- PROBLEM TO WORK ON
Reproduce the material below from the line containing "Task: place one point on each instance of the red helmet" down to the end, with each request line unchanged. Multiply every x and y coordinate in the answers by 0.45 and round to whole numbers, with halves rounded up.

A run of records
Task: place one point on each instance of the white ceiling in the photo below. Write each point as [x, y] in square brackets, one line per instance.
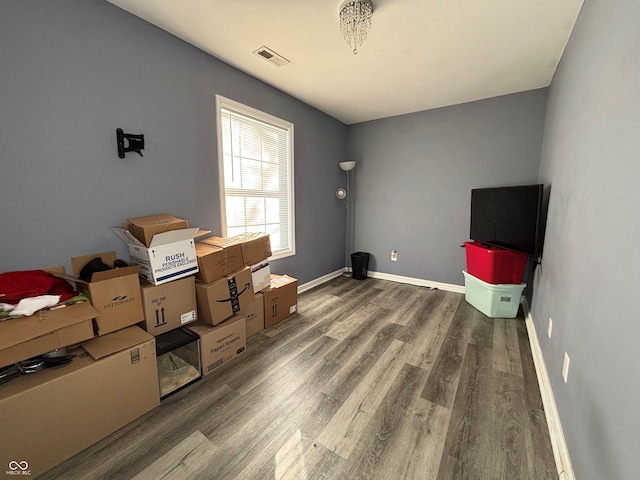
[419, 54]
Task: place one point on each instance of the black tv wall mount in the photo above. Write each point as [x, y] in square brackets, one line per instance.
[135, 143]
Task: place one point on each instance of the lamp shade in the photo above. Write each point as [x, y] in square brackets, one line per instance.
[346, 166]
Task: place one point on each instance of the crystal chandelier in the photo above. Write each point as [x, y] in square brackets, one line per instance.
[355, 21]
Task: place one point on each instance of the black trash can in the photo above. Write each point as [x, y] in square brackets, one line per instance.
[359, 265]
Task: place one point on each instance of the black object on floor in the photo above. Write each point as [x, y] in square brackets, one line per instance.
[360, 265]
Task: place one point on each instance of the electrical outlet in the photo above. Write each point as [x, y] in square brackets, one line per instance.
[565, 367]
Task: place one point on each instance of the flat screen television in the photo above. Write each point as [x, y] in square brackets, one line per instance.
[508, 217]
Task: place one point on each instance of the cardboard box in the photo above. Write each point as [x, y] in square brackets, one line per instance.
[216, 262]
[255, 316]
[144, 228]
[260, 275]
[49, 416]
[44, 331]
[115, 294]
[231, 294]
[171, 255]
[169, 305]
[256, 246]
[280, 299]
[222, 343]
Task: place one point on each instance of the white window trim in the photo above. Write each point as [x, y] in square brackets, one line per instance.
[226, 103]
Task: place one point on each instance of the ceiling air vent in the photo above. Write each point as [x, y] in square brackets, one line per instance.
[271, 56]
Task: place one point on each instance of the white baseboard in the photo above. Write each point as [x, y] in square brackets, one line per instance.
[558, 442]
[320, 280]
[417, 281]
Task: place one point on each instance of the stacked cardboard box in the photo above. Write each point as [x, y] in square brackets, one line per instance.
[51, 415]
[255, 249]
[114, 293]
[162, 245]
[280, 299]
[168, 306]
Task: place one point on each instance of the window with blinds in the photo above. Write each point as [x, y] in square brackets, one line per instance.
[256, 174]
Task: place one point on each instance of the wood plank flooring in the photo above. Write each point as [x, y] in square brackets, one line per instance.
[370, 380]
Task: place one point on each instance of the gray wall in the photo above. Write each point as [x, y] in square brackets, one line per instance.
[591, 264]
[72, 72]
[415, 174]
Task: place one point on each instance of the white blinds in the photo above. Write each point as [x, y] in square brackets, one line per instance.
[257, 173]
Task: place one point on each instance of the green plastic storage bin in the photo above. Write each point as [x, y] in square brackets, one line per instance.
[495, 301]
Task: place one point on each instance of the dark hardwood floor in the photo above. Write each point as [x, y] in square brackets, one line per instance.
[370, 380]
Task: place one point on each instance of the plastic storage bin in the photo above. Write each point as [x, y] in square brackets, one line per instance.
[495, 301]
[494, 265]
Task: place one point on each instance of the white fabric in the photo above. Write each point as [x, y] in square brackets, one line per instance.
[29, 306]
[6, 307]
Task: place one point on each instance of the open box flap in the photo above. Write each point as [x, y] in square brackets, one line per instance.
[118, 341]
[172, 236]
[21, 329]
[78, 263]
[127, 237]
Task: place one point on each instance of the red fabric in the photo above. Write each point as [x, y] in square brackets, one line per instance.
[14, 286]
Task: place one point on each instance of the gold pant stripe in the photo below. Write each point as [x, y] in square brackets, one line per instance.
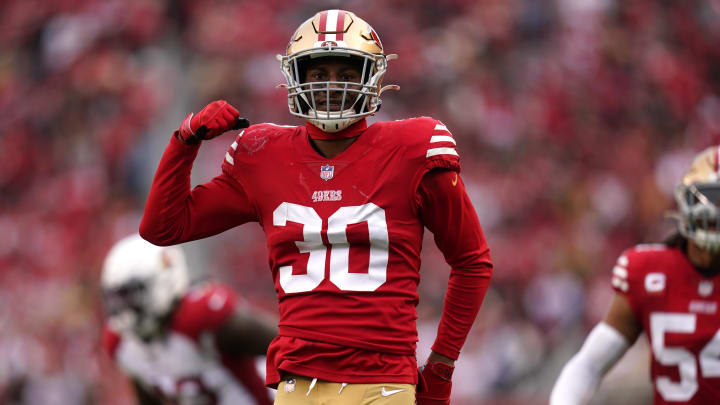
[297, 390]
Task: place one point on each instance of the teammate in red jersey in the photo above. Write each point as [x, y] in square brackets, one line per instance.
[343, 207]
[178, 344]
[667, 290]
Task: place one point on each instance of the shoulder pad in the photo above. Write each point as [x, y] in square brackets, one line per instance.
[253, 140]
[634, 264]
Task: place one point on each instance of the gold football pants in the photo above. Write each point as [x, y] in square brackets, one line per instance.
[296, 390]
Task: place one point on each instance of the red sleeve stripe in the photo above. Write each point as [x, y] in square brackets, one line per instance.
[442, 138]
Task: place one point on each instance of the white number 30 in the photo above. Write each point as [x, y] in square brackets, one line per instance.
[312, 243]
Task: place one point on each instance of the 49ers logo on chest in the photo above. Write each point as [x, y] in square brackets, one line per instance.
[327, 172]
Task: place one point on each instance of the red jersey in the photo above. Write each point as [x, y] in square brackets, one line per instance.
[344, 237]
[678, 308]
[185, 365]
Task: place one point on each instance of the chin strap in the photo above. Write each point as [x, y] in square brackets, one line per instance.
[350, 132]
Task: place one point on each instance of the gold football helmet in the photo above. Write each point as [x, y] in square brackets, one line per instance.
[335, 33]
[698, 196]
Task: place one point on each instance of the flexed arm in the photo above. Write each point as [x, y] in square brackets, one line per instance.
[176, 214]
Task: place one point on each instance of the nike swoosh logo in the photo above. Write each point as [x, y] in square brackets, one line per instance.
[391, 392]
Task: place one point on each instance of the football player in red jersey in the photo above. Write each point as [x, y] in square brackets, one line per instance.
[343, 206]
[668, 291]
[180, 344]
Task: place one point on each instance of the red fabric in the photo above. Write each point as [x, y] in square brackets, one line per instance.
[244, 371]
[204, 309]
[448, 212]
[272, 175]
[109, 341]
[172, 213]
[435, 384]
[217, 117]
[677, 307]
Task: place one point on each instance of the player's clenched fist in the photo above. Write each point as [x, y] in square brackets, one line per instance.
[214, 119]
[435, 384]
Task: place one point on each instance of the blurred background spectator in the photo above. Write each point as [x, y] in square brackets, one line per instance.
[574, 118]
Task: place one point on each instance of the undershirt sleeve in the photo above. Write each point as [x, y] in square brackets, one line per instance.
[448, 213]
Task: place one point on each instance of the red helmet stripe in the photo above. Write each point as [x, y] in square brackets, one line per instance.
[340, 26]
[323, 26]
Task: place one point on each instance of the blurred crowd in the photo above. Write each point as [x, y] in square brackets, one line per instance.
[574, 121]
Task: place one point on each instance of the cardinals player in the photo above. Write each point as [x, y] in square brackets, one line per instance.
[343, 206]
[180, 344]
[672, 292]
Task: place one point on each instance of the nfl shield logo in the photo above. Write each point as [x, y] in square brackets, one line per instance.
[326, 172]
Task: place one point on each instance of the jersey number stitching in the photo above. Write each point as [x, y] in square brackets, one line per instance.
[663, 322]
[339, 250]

- RESULT OF THE TASK
Task: place one point on each instance of the red helmet stripe in the photo above. Write each point as [x, y] in square brackets, one line per instance.
[153, 12]
[145, 12]
Task: place one point on each instance of the blurred crowd in the photo above. Write each point as [x, y] in square brackets, one line per instance.
[258, 54]
Task: place one point on each instance of the cardinals player in the photo above. Write each point as [x, y] in square brackets, one line per instance.
[154, 93]
[81, 155]
[302, 131]
Task: place one point on each instance of the nfl shield logo in the photo above. Write each point as [x, y] in square brackets, one line per instance.
[147, 77]
Task: place one point on each instance of the jersey number stitching in the photo above. Write each point as [x, y] in square brackets, one line per instance.
[298, 145]
[153, 113]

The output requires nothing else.